▶ [Exercise objective] Below are some records; return each one exactly.

▶ [Task data]

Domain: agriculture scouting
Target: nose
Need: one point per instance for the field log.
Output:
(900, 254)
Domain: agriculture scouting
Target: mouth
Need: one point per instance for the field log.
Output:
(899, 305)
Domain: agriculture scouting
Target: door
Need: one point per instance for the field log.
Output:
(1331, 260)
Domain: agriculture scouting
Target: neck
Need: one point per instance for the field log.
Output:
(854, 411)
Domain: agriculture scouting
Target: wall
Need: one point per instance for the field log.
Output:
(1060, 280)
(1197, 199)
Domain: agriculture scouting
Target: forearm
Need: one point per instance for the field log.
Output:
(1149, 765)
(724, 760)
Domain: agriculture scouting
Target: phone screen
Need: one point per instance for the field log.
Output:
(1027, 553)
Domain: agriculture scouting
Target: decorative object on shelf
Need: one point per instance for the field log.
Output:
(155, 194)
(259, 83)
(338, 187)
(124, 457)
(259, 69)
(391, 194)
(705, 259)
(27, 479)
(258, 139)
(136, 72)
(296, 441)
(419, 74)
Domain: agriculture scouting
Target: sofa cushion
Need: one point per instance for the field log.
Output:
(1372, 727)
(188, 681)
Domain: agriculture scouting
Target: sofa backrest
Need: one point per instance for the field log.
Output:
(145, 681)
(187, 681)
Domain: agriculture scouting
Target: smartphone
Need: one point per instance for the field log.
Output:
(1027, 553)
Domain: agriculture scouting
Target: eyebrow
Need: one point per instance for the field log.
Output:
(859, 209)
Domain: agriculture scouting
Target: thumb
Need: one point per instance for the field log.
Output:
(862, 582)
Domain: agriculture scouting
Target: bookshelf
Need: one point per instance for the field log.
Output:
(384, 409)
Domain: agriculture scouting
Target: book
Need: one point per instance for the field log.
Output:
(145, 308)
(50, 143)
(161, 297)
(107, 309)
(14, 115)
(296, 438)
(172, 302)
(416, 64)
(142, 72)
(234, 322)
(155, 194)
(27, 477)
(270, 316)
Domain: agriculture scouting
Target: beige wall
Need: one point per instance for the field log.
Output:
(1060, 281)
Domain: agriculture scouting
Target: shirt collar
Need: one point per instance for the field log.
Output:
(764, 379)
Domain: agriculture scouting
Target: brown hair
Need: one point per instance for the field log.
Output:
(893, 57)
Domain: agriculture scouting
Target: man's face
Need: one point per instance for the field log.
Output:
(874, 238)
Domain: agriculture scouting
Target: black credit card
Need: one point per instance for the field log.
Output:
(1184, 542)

▶ [Result of this exercise]
Domain: agriculture scouting
Target: nose
Need: one point per instance for the field log.
Output:
(900, 254)
Domain: agriculture scouting
Target: mouth
Need: one point per instance for the field log.
Output:
(899, 305)
Domain: agriculture scouting
Target: door
Need: one point per instance for the field log.
Output:
(1331, 260)
Domain: agriculture scouting
Target: neck
Need: one point per instance for the field log.
Output:
(854, 411)
Domain: agriculture scouting
Target: wall
Need: one point per instance for the field log.
Output:
(1060, 280)
(1197, 199)
Domain: agriculture scouting
Target: forearm
Need: one point per instance for the field log.
Output:
(1149, 765)
(724, 760)
Domain: agriculture scouting
Target: phone screen
Need: one point per instance for the field log.
Output:
(1027, 553)
Domain: agriculture scouting
Target: decorative object on shelf
Need: one point per instance for the field log.
Output:
(155, 194)
(259, 83)
(338, 187)
(124, 457)
(259, 69)
(391, 194)
(705, 259)
(27, 479)
(258, 139)
(136, 72)
(296, 441)
(419, 74)
Domain: agriculture scouting
Target: sofa cushion
Need: one point per instance for the field log.
Output:
(1372, 727)
(188, 681)
Domain: agriculture scouting
Target: sofa backrest
Need: one point per instance for the field log.
Output:
(145, 681)
(187, 681)
Domain: agriculture scouting
Target: smartphone
Need: one point per instance for the field log.
Output:
(1027, 553)
Domain: agriculture scouting
Target: eyebrow
Need: one point per instance for the field log.
Output:
(859, 209)
Domain: agriculture scouting
Target: thumb
Need: one point per instance for the field log.
Output:
(862, 582)
Domain: agriculture scouting
Target: bookshelf
Need: one point per instance for the field log.
Output:
(384, 409)
Domain: agriculture scouting
Target: book
Need: one point per instance for the field log.
Output:
(145, 308)
(50, 143)
(161, 297)
(107, 309)
(14, 115)
(296, 438)
(172, 302)
(416, 64)
(142, 72)
(234, 322)
(155, 194)
(27, 477)
(270, 316)
Domain: agriculture scouting
Target: beige wall
Need: one point per instance for the field log.
Output:
(1060, 281)
Domain: agriculture scouting
Target: shirt collar
Need: one point per instance for the field log.
Output:
(764, 379)
Domain: agriculture scouting
Target: brown hair
Need: one point per instance for the field log.
Output:
(893, 57)
Domain: agriculture scouting
Target: man's face
Need: one point per instance for the field log.
Output:
(874, 238)
Domain: agriculture scouting
Target: black credit card
Need: one point per instance for the field log.
Output:
(1184, 542)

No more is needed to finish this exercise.